*Quoted text*
=-=-=

Route 66/Layout at Glen Canyon
Featuring: Zohra Lampert (Sue)
Tod and Buz’s travels have most recently brought them to Arizona, where the two are working on the construction of the Glen Canyon Dam. The construction crew is under the leadership of Jeff Grady, a hard-line taskmaster who is constantly berating his men. One afternoon during work, a heated exchange between Buz and Grady leads to Grady challenging Buz to a fight, which the younger man gladly accepts.
However, after a quick inconclusive exchange of blows, Grady calls a halt to the proceedings. He tersely explains that he deliberately provoked the fight as a test to determine the suitability of Buz for a special assignment. A group of fashion models affiliated with a New York magazine is flying into town for a fashion shoot on the site of the dam construction. Tod and Buz are to act as bodyguards of a sort, assisting in keeping the models segregated from the construction crew workers, as the gorgeous young women are certain to provide a distraction to the men and their delicate and dangerous work.
Upon accepting their assignment, Buz and Tod are subsequently dispatched to meet the arriving private plane from New York, carrying the models and their chaperone Jo Galloway. Jo proves to be the sort of suitably business-like, no-nonsense woman one would expect from her position. Her aloof demeanor, however, slips to reveal a stunned surprise when she hears that Grady is the head of the construction project.
The news that fashion models have arrived to Glen Canyon Dam leaks out into the nearby town of Paige, a community full of single young construction workers but with a paucity of correspondingly single young women. Soon a veritable army of men is descending upon the small trailer park the models are using for quarters. Just as Tod and Buz, forming a two-man bulwark, seem on the verge of successfully turning the crowd away, a flirtatious model named Betsy shows herself and encorages the men to stay. Tod and Buz immediately find themselves with a fight on their hands against a mob of arduous young suitors. Grady and Jo arrive on the scene simultaneously to take charge of the situation, with Grady expressing as much surprise to see Jo as she earlier displayed upon hearing his name. Grady establishes a peace of sorts by warning the men that he’ll fire any worker who comes near the models’ camp again.

=-=-=

*Given problem*
Revise the episode summary from between "Upon accepting their" and "the construction project.", inclusive, replacing "chaperone" with "escort".

(Position identification records)
=-=-=

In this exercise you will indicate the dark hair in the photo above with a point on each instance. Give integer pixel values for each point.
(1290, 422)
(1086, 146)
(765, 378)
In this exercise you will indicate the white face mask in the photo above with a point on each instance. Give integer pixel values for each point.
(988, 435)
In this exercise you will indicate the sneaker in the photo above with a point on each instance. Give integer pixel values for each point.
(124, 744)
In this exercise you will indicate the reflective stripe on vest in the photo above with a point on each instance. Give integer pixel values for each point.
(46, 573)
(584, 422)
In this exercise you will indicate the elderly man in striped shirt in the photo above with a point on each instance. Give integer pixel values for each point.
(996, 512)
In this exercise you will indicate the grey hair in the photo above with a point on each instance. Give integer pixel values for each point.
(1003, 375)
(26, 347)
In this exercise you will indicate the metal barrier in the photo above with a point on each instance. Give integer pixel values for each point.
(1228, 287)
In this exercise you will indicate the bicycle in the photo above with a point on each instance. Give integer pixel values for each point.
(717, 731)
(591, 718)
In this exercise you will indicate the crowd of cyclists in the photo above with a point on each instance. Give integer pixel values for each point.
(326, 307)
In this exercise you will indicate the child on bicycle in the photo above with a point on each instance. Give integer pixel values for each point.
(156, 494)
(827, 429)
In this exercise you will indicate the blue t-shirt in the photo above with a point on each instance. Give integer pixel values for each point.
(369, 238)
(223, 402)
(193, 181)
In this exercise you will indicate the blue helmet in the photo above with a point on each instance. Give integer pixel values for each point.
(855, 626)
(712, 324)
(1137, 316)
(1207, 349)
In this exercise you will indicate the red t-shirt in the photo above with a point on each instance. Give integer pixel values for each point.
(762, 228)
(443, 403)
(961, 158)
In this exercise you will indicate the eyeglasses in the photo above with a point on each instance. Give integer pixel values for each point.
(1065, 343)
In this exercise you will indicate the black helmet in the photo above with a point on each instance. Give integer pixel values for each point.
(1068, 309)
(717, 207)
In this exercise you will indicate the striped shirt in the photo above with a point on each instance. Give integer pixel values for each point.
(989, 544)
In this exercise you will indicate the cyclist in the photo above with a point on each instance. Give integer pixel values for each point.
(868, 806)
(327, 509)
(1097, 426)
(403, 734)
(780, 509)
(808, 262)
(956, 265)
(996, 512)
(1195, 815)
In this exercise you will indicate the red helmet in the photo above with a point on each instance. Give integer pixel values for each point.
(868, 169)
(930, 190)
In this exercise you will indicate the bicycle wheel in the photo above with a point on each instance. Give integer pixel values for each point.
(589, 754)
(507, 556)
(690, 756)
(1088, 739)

=-=-=

*The solution*
Upon accepting their assignment, Buz and Tod are subsequently dispatched to meet the arriving private plane from New York, carrying the models and their escort Jo Galloway. Jo proves to be the sort of suitably business-like, no-nonsense woman one would expect from her position. Her aloof demeanor, however, slips to reveal a stunned surprise when she hears that Grady is the head of the construction project.